Set exercise: Starting at the line that contains "like [(54, 91)]." and ending at the line that contains "[(49, 135), (50, 324)]", rewrite only those lines, requests included, and scale every coordinate in the answers by 2.1, rounding to whole numbers with halves going up. Leave all numbers in the requests and their format samples unchanged.
** start Listed records **
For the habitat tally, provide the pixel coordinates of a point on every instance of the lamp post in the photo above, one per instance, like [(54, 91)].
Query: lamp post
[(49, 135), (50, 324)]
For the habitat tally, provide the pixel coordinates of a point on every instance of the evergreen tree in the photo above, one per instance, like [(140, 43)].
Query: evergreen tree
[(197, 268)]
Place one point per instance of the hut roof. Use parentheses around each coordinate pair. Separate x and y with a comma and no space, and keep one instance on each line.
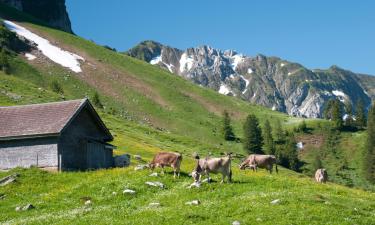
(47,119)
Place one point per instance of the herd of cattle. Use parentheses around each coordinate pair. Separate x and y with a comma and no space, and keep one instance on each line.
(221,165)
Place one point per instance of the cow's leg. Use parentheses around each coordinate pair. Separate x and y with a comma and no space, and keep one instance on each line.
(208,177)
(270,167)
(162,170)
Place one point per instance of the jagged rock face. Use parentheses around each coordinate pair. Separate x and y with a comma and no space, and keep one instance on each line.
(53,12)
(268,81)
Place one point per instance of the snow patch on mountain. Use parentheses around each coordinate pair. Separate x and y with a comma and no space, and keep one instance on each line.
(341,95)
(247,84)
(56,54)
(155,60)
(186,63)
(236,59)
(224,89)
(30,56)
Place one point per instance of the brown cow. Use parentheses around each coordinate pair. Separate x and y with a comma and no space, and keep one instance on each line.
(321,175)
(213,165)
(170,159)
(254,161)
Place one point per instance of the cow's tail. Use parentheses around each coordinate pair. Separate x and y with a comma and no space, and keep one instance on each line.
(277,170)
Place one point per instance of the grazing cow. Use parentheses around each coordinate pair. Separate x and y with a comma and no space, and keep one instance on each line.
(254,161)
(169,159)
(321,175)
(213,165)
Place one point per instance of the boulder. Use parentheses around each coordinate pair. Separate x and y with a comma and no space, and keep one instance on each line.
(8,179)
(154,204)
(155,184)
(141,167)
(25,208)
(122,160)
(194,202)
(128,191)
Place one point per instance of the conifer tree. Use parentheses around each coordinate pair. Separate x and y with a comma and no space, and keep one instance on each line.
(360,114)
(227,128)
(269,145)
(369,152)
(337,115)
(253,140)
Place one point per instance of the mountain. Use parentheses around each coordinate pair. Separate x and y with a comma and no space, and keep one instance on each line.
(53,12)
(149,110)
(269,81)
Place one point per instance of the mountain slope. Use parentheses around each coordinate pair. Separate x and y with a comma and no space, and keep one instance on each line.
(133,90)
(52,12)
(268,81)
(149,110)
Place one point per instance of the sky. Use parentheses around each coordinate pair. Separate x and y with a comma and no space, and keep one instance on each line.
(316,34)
** end Listed records **
** start Listed records **
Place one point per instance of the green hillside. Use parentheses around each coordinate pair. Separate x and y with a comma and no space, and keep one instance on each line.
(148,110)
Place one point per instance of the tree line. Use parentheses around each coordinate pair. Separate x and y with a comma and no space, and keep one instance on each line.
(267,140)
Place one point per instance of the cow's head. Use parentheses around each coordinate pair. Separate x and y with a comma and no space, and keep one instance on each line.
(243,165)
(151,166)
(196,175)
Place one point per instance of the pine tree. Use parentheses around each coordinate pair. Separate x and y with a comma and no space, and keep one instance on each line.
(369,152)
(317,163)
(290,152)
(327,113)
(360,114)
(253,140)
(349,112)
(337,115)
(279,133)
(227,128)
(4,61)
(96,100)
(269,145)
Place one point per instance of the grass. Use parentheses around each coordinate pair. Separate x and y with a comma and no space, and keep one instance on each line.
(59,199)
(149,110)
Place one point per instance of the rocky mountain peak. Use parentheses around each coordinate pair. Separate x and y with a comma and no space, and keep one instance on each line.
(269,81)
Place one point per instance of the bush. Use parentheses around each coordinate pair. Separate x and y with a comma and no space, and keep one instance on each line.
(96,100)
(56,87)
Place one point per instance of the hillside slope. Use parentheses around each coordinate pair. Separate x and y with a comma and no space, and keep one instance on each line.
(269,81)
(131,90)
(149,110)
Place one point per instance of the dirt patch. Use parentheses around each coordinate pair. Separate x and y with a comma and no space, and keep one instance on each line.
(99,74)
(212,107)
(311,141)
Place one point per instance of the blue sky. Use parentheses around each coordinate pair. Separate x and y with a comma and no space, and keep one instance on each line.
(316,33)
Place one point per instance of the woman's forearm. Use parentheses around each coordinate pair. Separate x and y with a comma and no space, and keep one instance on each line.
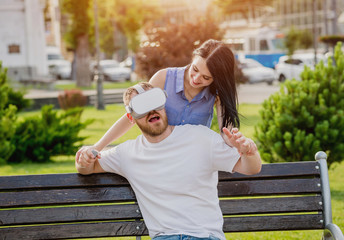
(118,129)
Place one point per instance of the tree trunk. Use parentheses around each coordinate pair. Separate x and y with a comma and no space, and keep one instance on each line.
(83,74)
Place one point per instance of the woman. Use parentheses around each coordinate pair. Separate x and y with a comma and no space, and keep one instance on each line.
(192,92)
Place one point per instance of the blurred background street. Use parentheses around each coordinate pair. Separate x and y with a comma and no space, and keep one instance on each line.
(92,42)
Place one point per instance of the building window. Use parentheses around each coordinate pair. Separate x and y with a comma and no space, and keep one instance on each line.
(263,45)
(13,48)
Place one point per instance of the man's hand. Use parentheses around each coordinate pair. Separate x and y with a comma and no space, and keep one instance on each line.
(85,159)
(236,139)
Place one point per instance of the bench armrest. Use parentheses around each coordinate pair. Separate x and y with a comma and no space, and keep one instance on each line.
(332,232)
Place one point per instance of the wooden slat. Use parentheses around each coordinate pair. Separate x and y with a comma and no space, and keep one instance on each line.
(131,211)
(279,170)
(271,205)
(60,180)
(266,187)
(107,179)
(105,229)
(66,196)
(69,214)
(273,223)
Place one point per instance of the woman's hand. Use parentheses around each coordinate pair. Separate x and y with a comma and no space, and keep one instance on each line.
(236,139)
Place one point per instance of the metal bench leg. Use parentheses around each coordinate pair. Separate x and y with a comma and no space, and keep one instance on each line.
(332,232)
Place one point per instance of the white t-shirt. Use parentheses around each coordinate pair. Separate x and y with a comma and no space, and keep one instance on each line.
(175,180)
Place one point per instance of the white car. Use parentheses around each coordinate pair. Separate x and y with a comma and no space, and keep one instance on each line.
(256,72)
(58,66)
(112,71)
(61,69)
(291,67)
** end Listed records **
Result of this task:
For the habitat tally, provide the pixel coordinates of a point on every instance of the lamp post in the photo above, one per instance, like [(54, 91)].
Query: lamp post
[(103, 284), (105, 680)]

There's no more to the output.